--- Start Dataset records ---
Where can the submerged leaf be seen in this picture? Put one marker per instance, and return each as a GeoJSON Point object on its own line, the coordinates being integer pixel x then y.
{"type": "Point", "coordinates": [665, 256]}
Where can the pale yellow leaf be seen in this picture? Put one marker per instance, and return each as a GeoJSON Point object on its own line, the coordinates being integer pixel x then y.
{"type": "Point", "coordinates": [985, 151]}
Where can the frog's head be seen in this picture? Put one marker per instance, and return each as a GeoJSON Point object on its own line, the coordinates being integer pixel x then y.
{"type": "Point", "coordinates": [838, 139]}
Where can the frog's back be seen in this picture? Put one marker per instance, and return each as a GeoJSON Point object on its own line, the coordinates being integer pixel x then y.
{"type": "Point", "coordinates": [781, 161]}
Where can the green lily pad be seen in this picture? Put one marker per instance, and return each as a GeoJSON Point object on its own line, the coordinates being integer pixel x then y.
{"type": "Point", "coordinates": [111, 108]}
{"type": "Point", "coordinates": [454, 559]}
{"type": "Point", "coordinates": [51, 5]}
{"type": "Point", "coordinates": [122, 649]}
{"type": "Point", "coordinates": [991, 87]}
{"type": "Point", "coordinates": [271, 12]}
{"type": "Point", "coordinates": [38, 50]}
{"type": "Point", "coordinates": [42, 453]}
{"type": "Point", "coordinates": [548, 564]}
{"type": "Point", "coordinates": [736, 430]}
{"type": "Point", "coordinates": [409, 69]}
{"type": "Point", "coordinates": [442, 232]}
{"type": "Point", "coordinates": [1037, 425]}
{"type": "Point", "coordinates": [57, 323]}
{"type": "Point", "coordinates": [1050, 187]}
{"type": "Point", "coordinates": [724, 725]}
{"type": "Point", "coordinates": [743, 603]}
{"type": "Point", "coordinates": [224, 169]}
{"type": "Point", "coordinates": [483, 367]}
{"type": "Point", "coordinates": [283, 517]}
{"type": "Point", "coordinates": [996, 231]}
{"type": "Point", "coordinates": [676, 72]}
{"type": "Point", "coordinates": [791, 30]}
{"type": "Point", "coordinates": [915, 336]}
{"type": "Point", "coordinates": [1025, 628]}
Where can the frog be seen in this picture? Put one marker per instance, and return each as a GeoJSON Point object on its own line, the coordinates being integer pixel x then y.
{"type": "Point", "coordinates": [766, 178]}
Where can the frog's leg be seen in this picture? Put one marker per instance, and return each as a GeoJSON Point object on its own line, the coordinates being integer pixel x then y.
--- End Dataset records ---
--- Start Dataset records ---
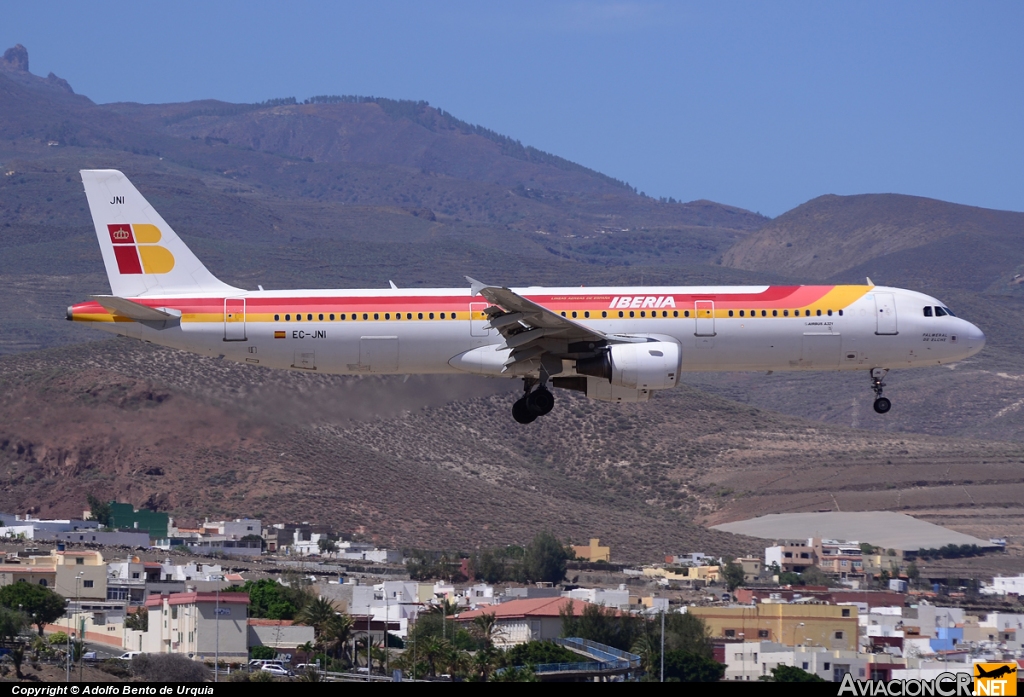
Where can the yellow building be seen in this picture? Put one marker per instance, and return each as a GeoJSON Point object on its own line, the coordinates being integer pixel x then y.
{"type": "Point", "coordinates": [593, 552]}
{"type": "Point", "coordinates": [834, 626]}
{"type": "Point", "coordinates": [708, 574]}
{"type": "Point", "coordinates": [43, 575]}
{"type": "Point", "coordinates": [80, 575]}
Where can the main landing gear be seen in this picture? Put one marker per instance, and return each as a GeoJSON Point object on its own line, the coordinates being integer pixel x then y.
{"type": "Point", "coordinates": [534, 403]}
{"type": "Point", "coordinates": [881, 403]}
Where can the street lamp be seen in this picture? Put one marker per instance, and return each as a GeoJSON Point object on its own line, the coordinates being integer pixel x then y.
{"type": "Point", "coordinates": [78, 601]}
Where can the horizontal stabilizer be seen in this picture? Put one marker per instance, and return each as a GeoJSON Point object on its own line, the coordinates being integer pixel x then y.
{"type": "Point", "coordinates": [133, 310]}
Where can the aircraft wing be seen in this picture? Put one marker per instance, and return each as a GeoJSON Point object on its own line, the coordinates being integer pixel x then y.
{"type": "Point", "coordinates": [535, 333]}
--- End Dataset records ---
→ Exercise description
Find each line in the entries above that contains the word "building" and copy those lines.

→ Answer to the exercise
Where can the yellow building be seen in this picture? Put one marker per instance, and return each as a GeoJSON Point object on its own line, the coordinates being integer pixel x then y.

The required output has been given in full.